— start of Input material —

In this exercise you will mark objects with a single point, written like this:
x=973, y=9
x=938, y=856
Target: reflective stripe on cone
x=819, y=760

— end of Input material —

Instructions for the task:
Set down the listing above again, line for line and without any change.

Worked answer:
In this exercise you will mark objects with a single point, written like this:
x=973, y=9
x=938, y=856
Target: reflective stripe on cone
x=819, y=760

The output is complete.